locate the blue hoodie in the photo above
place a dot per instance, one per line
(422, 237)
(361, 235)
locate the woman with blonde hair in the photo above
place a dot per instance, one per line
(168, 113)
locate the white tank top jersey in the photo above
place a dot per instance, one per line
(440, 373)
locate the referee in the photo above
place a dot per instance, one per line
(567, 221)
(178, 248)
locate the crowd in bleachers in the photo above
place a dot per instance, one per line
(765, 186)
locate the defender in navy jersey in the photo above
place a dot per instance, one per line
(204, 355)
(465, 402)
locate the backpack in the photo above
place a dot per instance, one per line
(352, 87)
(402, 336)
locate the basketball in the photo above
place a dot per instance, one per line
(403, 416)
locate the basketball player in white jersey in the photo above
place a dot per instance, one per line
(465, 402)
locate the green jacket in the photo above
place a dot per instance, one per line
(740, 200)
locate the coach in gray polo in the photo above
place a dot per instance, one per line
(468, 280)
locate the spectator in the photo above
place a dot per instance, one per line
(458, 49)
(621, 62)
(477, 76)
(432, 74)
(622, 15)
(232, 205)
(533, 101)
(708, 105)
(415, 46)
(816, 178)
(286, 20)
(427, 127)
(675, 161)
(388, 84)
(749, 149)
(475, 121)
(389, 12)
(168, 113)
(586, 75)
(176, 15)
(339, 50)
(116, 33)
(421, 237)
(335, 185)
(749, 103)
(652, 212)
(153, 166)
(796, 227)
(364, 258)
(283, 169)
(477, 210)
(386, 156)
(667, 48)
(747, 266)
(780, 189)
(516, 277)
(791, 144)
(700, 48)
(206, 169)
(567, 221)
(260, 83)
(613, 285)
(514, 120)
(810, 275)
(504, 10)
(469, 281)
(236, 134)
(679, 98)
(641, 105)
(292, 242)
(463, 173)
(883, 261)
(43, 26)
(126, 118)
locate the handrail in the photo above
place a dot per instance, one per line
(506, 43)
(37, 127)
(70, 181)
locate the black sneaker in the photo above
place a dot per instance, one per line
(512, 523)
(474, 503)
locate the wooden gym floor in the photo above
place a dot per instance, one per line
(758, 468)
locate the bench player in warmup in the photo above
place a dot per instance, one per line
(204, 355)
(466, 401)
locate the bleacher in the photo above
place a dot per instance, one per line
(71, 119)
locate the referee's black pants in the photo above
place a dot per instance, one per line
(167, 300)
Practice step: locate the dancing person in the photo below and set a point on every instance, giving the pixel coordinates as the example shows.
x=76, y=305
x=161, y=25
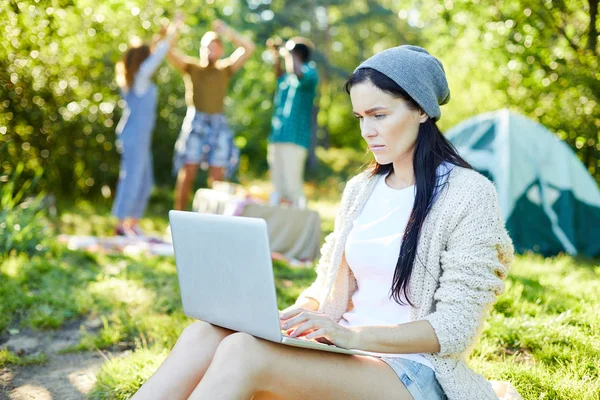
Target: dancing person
x=206, y=139
x=289, y=140
x=134, y=130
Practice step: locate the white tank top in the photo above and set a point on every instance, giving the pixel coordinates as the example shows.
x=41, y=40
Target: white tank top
x=372, y=250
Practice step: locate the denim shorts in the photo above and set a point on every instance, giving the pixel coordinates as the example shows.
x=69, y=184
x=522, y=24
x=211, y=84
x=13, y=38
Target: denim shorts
x=419, y=379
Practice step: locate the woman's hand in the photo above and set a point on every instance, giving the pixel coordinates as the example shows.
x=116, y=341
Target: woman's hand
x=317, y=326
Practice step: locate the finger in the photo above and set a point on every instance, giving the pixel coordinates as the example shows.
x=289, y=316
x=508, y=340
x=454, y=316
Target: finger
x=324, y=340
x=303, y=316
x=302, y=328
x=287, y=314
x=292, y=322
x=318, y=333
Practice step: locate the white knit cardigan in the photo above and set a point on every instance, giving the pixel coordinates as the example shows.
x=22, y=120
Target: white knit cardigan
x=462, y=257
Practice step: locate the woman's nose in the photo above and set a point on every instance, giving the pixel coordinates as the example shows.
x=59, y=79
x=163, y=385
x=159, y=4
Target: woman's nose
x=367, y=129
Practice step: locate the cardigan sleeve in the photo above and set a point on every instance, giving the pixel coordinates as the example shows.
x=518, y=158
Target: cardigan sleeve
x=317, y=289
x=474, y=264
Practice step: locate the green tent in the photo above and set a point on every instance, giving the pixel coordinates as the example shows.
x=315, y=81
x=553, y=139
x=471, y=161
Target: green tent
x=548, y=199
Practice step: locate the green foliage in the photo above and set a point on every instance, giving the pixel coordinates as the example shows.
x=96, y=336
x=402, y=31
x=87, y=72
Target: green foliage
x=23, y=228
x=59, y=103
x=9, y=358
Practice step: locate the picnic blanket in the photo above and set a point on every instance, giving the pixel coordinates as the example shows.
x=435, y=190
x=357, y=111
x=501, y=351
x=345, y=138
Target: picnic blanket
x=118, y=244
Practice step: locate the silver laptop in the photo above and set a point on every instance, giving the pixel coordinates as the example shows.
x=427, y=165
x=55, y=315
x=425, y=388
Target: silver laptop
x=226, y=275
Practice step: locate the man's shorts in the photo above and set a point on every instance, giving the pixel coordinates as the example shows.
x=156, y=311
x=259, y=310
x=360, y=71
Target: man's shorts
x=205, y=139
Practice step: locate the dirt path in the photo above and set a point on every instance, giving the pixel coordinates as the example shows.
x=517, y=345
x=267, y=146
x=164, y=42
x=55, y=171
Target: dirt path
x=63, y=377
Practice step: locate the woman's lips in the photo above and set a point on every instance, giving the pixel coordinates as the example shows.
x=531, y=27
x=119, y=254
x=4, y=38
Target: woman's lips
x=376, y=147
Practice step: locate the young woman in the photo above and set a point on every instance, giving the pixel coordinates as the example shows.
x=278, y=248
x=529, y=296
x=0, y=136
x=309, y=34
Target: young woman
x=134, y=130
x=418, y=254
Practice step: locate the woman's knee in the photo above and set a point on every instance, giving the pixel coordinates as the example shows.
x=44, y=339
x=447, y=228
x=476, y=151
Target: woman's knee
x=201, y=332
x=244, y=350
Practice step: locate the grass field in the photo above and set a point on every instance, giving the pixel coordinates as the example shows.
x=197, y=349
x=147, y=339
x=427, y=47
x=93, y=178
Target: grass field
x=543, y=334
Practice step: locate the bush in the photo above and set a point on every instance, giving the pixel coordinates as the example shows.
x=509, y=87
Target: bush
x=23, y=224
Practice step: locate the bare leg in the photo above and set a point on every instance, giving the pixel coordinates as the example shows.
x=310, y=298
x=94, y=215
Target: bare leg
x=244, y=366
x=185, y=366
x=215, y=174
x=185, y=181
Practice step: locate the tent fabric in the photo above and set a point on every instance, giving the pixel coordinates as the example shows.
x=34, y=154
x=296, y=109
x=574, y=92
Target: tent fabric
x=549, y=200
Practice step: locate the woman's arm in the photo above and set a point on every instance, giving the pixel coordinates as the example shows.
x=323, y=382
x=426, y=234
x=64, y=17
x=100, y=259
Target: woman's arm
x=475, y=262
x=150, y=64
x=412, y=337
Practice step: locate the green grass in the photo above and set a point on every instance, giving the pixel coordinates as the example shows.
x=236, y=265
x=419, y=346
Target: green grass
x=9, y=358
x=543, y=334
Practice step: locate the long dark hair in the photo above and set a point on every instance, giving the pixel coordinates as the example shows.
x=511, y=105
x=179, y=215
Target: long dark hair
x=130, y=64
x=431, y=150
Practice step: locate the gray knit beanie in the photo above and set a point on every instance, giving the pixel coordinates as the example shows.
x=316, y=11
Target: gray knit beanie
x=416, y=71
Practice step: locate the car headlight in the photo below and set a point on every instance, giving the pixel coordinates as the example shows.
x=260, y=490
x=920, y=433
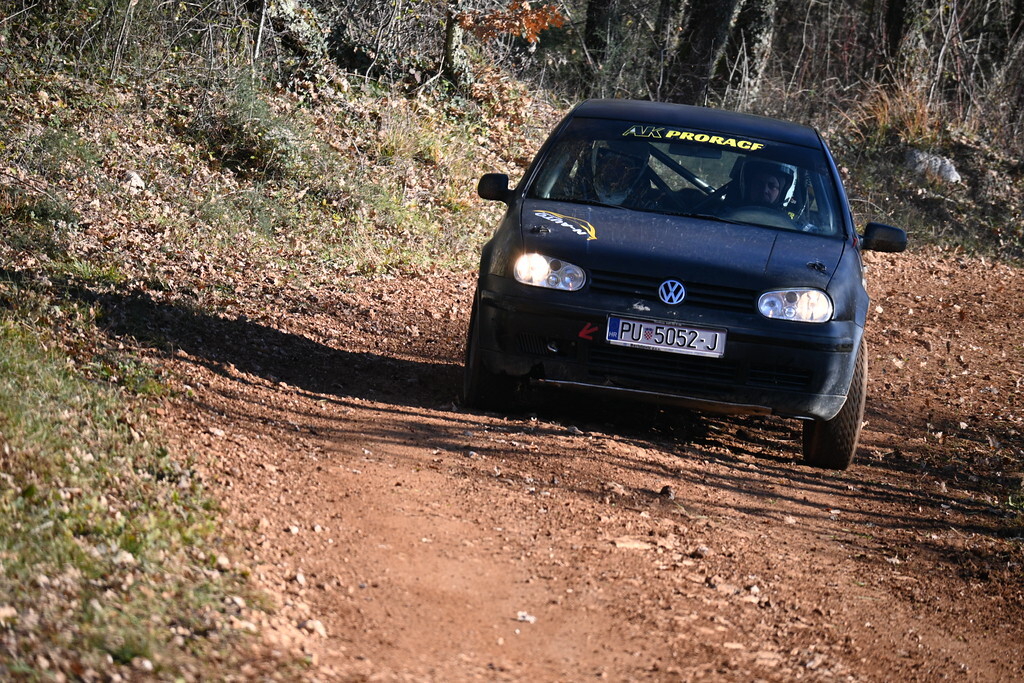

_WORK TO COMPLETE:_ Reproduce every row above, replacing each occurrence of "photo" with "image" and leaving everything else unchanged; omit the pictures from your answer.

_SOLUTION:_
locate the blue hoodie in the image above
place a dot per instance, one per line
(422, 237)
(361, 235)
locate the woman with blonde hair in the image above
place a dot per instance, one per line
(168, 113)
locate the white tank top jersey in the image above
place a dot per instance, one per line
(440, 373)
locate the referee in the image above
place a dot per instance, one per line
(567, 221)
(178, 248)
locate the crowd in bleachers in the image above
place a dot per instance, one per line
(765, 186)
locate the defender in navy jersey in the image above
place a dot per instance, one per line
(204, 355)
(465, 402)
locate the backpack in the image above
place a dot per instance, one per line
(352, 87)
(402, 336)
locate the basketball in the image above
place a dot per instance, one per line
(403, 416)
locate the basketball player in white jersey in the image above
place a dot per instance, one per line
(465, 402)
locate the green jacket in the image above
place a dot per instance, one per line
(740, 200)
locate the coach in gray polo in the image above
place a dot per instance, one per line
(468, 280)
locate the spectator in the image above
place a dot per instance, one per line
(458, 49)
(621, 62)
(477, 76)
(432, 74)
(622, 15)
(232, 205)
(533, 101)
(708, 105)
(415, 46)
(816, 178)
(286, 20)
(427, 127)
(675, 161)
(388, 84)
(749, 149)
(475, 121)
(389, 12)
(168, 113)
(586, 75)
(176, 15)
(339, 50)
(116, 33)
(421, 237)
(335, 185)
(749, 103)
(652, 212)
(153, 166)
(796, 227)
(364, 258)
(283, 169)
(477, 210)
(386, 156)
(667, 48)
(747, 266)
(780, 189)
(516, 277)
(791, 144)
(700, 48)
(206, 169)
(567, 221)
(260, 83)
(613, 285)
(514, 120)
(810, 275)
(504, 10)
(469, 281)
(236, 134)
(679, 98)
(641, 105)
(292, 242)
(463, 173)
(883, 261)
(43, 26)
(126, 118)
locate the handrail in the image above
place a dot per instance, one per line
(506, 43)
(37, 127)
(70, 181)
locate the black sneaker in the image above
place a dot per instance, one per line
(512, 523)
(474, 503)
locate the wooden gym floor in the image above
place a dot per instance, one per line
(758, 468)
locate the bench player in warmup in the image above
place a dot per instance, one per line
(204, 355)
(466, 401)
locate the bleacher in the image above
place a dot per instance, one per line
(71, 119)
locate the referee's black pants in the image above
place a dot per instance, one per line
(167, 300)
Practice step: locate the dancing person in the image below and set a point on every instance, giving the pixel coordinates as the example shows.
x=76, y=305
x=161, y=25
Target: dancing person
x=206, y=139
x=289, y=140
x=134, y=130
Practice step: locate the white tank top in the image above and set a point on every instance, giving the pixel coordinates as the example shows.
x=41, y=40
Target: white tank top
x=372, y=250
Practice step: locate the denim shorts in the image above and set a point on every instance, giving the pixel coordinates as the example shows.
x=69, y=184
x=522, y=24
x=211, y=84
x=13, y=38
Target: denim shorts
x=419, y=379
Practice step: locate the woman's hand in the image above and set a point on every instance, giving the pixel coordinates as the example shows.
x=116, y=341
Target: woman's hand
x=317, y=326
Practice step: locate the finger in the image above and set a point on every instance, giving the pixel coordinates as the example shows.
x=289, y=316
x=508, y=340
x=454, y=316
Target: finger
x=324, y=340
x=303, y=316
x=302, y=328
x=287, y=314
x=292, y=322
x=318, y=333
Practice step: locate the white knit cardigan in the image above and set a point on every instance, giving the pixel coordinates as the example shows.
x=22, y=120
Target: white knit cardigan
x=462, y=257
Practice step: locate the woman's nose in the image above and set a point on every instance, giving the pixel coordinates as the example shows.
x=59, y=79
x=163, y=385
x=159, y=4
Target: woman's nose
x=367, y=129
Practice step: locate the cardigan sleeve in the image above and set a point on every instance, giving the pixel coordinates as the example shows.
x=518, y=158
Target: cardigan sleeve
x=317, y=289
x=474, y=264
Practice step: locate the green tent in the image above and set a point on every instance, giving the pixel coordinates as the example shows.
x=315, y=81
x=553, y=139
x=471, y=161
Target: green tent
x=548, y=199
Practice step: locate the green foliage in the image above and set a point on every instance, giving the pixel coordinates as the example shows.
x=96, y=336
x=402, y=31
x=87, y=72
Target: green foliage
x=23, y=228
x=59, y=103
x=9, y=358
Practice step: locate the picnic blanket in the image above and set a point on every instance, giving the pixel coordinates as the example shows.
x=435, y=190
x=357, y=111
x=501, y=351
x=345, y=138
Target: picnic blanket
x=118, y=244
Practice step: locate the silver laptop in the image above and set a point on every instance, giving the pixel coordinates as the example shows.
x=427, y=165
x=55, y=315
x=425, y=388
Target: silver laptop
x=226, y=275
Practice step: locate the man's shorts in the image above and set a point on every instance, giving the pixel coordinates as the example shows.
x=156, y=311
x=259, y=310
x=360, y=71
Target: man's shorts
x=205, y=139
Practice step: locate the dirt path in the image above and set a point on every instance, giving the pixel coordinates as the example shows.
x=517, y=345
x=267, y=146
x=164, y=42
x=55, y=171
Target: dirt path
x=63, y=377
Practice step: locate the woman's lips in the image above and set a point on every instance, giving the pixel coordinates as the example shows.
x=531, y=27
x=119, y=254
x=4, y=38
Target: woman's lips
x=376, y=147
Practice step: locate the young woman in the image above and set a point on every instance, giving the pixel coordinates as the example shows.
x=278, y=248
x=529, y=296
x=0, y=136
x=309, y=34
Target: young woman
x=134, y=130
x=418, y=254
Practice step: locate the woman's knee in the image above and set a point on every instance, giving the pixel coordinates as the example shows.
x=44, y=339
x=447, y=228
x=476, y=151
Target: woman's knee
x=201, y=332
x=244, y=350
Practice step: locate the grass field in the image above and set a point on every instance, giving the pixel coordinates as the example shows.
x=197, y=349
x=147, y=339
x=427, y=47
x=93, y=178
Target: grass field
x=543, y=334
Practice step: locate the bush in the image above and set a point on every instance, giving the pixel coordinates as the example shows.
x=509, y=87
Target: bush
x=23, y=224
Practice step: locate the bare leg in the image above and set a point on every instance, giving the pixel coordinates as the example shows.
x=310, y=298
x=94, y=215
Target: bare leg
x=244, y=366
x=185, y=366
x=215, y=174
x=185, y=181
Practice step: locate the tent fabric in the image above and set a point on every instance, giving the pixel coordinates as the example shows.
x=34, y=154
x=296, y=109
x=574, y=92
Target: tent fabric
x=549, y=200
Practice step: locate the woman's arm in the image above and set a point on every instance, giving the pixel coordinates as the example shows.
x=323, y=382
x=426, y=234
x=64, y=17
x=100, y=259
Target: woman's arm
x=475, y=262
x=150, y=64
x=412, y=337
Practice step: locate the green grass in the image above and set a point on every instance, giving the pixel coordinates as the example shows.
x=236, y=265
x=419, y=346
Target: green grass
x=9, y=358
x=543, y=334
Practice step: locate the long dark hair in the image above and set a point on every instance, giving the pixel coordinates as the example shows.
x=511, y=105
x=179, y=215
Target: long dark hair
x=130, y=64
x=431, y=150
Practice step: locate the gray knit beanie in the image above and set a point on every instance, giving the pixel coordinates as the example shows.
x=316, y=11
Target: gray knit beanie
x=416, y=71
Practice step: locate the car headlight in the image below and set a point on every instance, giving the pixel coordinates as the example shows.
x=260, y=490
x=920, y=433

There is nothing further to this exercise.